=== PROVIDED ENTRIES ===

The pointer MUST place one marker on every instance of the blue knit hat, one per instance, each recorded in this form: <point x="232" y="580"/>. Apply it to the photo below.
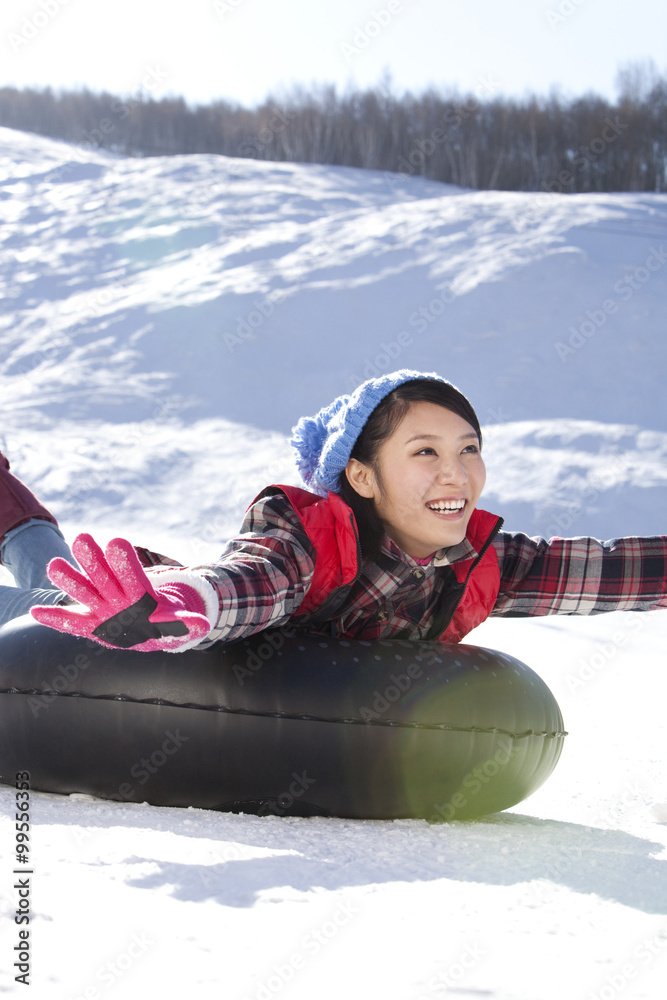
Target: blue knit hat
<point x="323" y="443"/>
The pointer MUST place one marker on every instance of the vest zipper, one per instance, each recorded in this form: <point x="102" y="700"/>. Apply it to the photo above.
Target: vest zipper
<point x="439" y="628"/>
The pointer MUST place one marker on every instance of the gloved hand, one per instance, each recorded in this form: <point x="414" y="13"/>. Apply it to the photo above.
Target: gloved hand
<point x="122" y="608"/>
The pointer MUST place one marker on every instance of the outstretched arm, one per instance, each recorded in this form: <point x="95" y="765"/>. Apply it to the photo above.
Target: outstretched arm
<point x="580" y="576"/>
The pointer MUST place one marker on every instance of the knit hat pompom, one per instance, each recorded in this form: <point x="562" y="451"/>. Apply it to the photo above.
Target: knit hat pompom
<point x="322" y="444"/>
<point x="310" y="437"/>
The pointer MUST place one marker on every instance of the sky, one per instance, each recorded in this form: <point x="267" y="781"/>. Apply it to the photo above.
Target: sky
<point x="245" y="50"/>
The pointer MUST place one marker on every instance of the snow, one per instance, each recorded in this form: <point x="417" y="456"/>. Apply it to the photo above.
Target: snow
<point x="165" y="322"/>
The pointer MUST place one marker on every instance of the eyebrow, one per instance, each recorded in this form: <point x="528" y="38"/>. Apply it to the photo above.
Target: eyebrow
<point x="438" y="437"/>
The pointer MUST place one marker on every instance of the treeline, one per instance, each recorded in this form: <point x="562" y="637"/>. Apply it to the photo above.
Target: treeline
<point x="477" y="141"/>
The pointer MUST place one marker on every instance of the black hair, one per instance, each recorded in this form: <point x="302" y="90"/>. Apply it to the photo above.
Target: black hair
<point x="381" y="424"/>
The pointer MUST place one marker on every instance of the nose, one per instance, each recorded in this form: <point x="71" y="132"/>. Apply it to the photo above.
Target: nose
<point x="452" y="470"/>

===

YOUR ASSIGNMENT: Line by line, retype the records above exactly, minus the images.

EXERCISE RESPONSE:
The pointer MUST place one marker on every instance of the blue knit hat, one per instance, each recorded in this form: <point x="232" y="580"/>. Apply it to the photo below.
Target: blue knit hat
<point x="323" y="443"/>
The pointer MUST place one marker on every instance of the vest zipper, one per instance, each recorded in this form: <point x="102" y="700"/>. Apply it to the photo above.
Target: vest zipper
<point x="439" y="628"/>
The pointer MUST place one marker on every instance of the gloved hand, one per instance, each recorded in this form: <point x="414" y="13"/>. Apply it to the photo above.
Target: gloved hand
<point x="122" y="608"/>
The pointer MUST place one marker on every instance of the outstretched arm, one per instance, each recorded in this form: <point x="95" y="765"/>. Apply it to the photo above.
Target: outstretched arm
<point x="580" y="576"/>
The pointer MUST place one marker on every instance of the knit hat pompom, one per instance, each recorded in this form: <point x="562" y="451"/>. Apply it to the photo above.
Target: knit hat pompom
<point x="322" y="444"/>
<point x="310" y="437"/>
The pointer MUST place one marker on every instance of the sky, one per instance, each recorded in this form: <point x="267" y="781"/>. Apply it to the photo above.
Target: sky
<point x="245" y="50"/>
The pointer MUST place one marker on every instance of the snow, one per instance, each recorded in this form: <point x="417" y="456"/>. Apply it to the photo above.
Target: snow
<point x="165" y="322"/>
The pointer MUST place one marker on every instance of the eyebrow, one per instance, each recorded in this form: <point x="528" y="38"/>. Apply it to the photo above.
Target: eyebrow
<point x="438" y="437"/>
The pointer MUST place one marker on every instance of the treeline, one per instance, each recorded in this form: <point x="562" y="637"/>. Apply it to the photo above.
Target: treeline
<point x="477" y="141"/>
The pointer MUST place one marker on every instance of the black hair, one per instance, each recorded in this form: <point x="302" y="90"/>. Apply it to the photo above.
Target: black hair
<point x="381" y="424"/>
The pointer MUST place one marker on every instance of the nose, one per instance, each recorded in this form: <point x="71" y="132"/>. Apply it to the photo above.
Target: nose
<point x="452" y="470"/>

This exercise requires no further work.